Dataset entries:
== Segment start ==
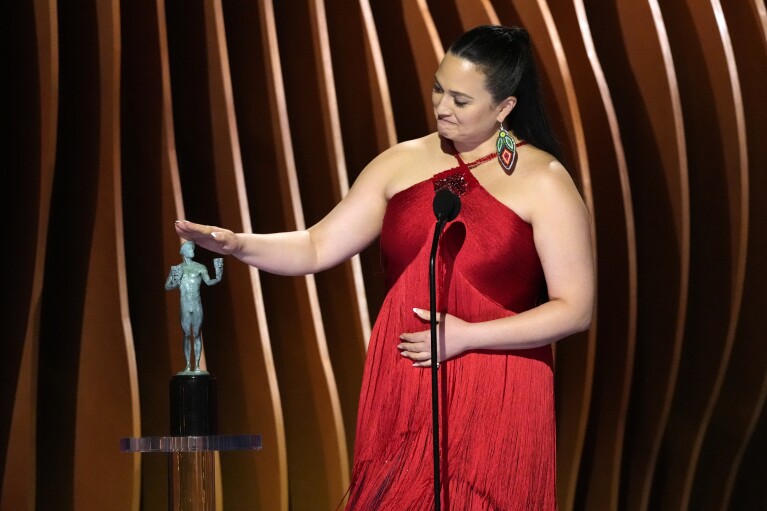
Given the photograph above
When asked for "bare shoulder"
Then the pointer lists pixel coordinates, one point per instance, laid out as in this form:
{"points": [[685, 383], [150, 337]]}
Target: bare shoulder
{"points": [[402, 165], [547, 186]]}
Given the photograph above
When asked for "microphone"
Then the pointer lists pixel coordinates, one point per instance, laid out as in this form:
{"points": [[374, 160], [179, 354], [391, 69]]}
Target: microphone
{"points": [[446, 205]]}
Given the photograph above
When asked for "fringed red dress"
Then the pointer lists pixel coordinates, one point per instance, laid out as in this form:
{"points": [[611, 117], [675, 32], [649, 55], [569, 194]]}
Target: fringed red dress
{"points": [[496, 407]]}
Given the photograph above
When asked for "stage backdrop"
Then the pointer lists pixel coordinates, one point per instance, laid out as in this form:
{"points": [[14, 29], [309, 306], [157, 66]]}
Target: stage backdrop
{"points": [[119, 117]]}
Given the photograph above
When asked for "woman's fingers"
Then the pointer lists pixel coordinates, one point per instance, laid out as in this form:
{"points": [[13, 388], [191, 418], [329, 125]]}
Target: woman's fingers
{"points": [[216, 239]]}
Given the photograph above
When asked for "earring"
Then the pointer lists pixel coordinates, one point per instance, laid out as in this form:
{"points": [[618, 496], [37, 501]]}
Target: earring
{"points": [[506, 149]]}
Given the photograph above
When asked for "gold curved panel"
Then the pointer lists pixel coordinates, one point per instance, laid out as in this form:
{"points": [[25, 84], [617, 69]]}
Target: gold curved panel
{"points": [[712, 107], [106, 364], [151, 110], [18, 455], [742, 395], [631, 45], [616, 264], [313, 423]]}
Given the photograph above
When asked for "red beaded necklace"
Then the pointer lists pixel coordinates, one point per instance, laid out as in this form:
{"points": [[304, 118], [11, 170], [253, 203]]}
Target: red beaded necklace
{"points": [[484, 159]]}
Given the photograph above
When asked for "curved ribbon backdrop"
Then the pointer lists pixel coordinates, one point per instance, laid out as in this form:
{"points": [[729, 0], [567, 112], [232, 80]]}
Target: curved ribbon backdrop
{"points": [[118, 117]]}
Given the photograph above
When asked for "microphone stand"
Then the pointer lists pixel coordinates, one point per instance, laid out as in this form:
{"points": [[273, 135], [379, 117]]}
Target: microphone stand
{"points": [[434, 361], [446, 207]]}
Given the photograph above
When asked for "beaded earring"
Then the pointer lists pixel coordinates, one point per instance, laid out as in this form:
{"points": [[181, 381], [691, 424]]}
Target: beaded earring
{"points": [[506, 149]]}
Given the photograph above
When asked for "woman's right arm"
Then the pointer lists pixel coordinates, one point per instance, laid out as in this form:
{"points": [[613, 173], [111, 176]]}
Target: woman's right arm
{"points": [[350, 227]]}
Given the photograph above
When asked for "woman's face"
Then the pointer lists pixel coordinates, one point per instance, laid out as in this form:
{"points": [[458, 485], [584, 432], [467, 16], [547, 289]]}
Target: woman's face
{"points": [[464, 108]]}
== Segment end ==
Repeat the records in full, exactly as they appear, without the pictures.

Given the photograph above
When asked for "bare shoulder"
Then the pointer lists pixel coordinates, one point per instance, laid out as in this form:
{"points": [[685, 383], [150, 337]]}
Target: bare shoulder
{"points": [[402, 165], [547, 186]]}
Given the photograph above
When asked for "microphone"
Then the pointer lists pixel coordinates, one point per instance, laid out as in this form:
{"points": [[374, 160], [179, 354], [391, 69]]}
Target: microphone
{"points": [[446, 205]]}
Given the photograph above
When asked for "fringed red dress"
Then the pointer lists pixel coordinates, one point per instance, laid out as in this form:
{"points": [[611, 117], [675, 32], [649, 55], [569, 194]]}
Target: fringed red dress
{"points": [[496, 407]]}
Given the photograph above
When asked for "stage backdrop"
Then the pointer lists pixel coordinates, one point per instance, laid out as in this form:
{"points": [[14, 29], [309, 306], [157, 66]]}
Target: stage backdrop
{"points": [[119, 117]]}
Given the photograph above
When asked for "woman's fingers"
Then the pointer lists pixel coordinates, one point per instance, laid out as in this form:
{"points": [[13, 388], [191, 418], [329, 125]]}
Target: woman's fingers
{"points": [[216, 239]]}
Given the photograph above
When asked for "earring"
Then the pointer lists pixel coordinates, one point per instance, laid out as in this form:
{"points": [[618, 496], [37, 501]]}
Target: earring
{"points": [[506, 149]]}
Given the photograph above
When asked for "gold curved panel"
Then the pointer lists pixel coordinates, one point per instance, laid out as in this form:
{"points": [[25, 84], [617, 69]]}
Target: gold curved panel
{"points": [[712, 107], [106, 364], [151, 110], [18, 455], [742, 395], [631, 45], [616, 264], [313, 423]]}
Given the photograph above
When asked for "red beaded necklace"
Then the pointer lists pixel coordinates, one point per instance, laid out as in this form:
{"points": [[304, 118], [11, 170], [253, 203]]}
Target: red beaded necklace
{"points": [[484, 159]]}
Given the photograph above
When asked for "curved ribbon backdrop"
Then the pointer lists pixel coordinates, one point per instance, laid out as in this form:
{"points": [[729, 0], [567, 112], [232, 80]]}
Target: curved ribbon backdrop
{"points": [[118, 117]]}
Given the photograph above
When asked for "microphone stand"
Then the pointer lists pixel coordinates, one point per instance, laid out as in this form:
{"points": [[273, 135], [379, 117]]}
Target: microphone stand
{"points": [[434, 361], [446, 207]]}
Given the photograph above
When asked for "beaded earring"
Then the pointer lists pixel coordinates, one point per instance, laid out as in this form:
{"points": [[181, 381], [691, 424]]}
Target: beaded earring
{"points": [[506, 149]]}
Given the photograph above
When asked for "woman's right arm"
Then the pointer lists pixel coordinates, one point per instance, laid out as in this form:
{"points": [[613, 173], [111, 176]]}
Target: woman's right arm
{"points": [[350, 227]]}
Given the photograph above
When asked for "woman's face"
Then the pointer lists pixel coordinates, one point per instance, laid out as in this form:
{"points": [[458, 485], [584, 432], [467, 16], [547, 289]]}
Target: woman's face
{"points": [[464, 108]]}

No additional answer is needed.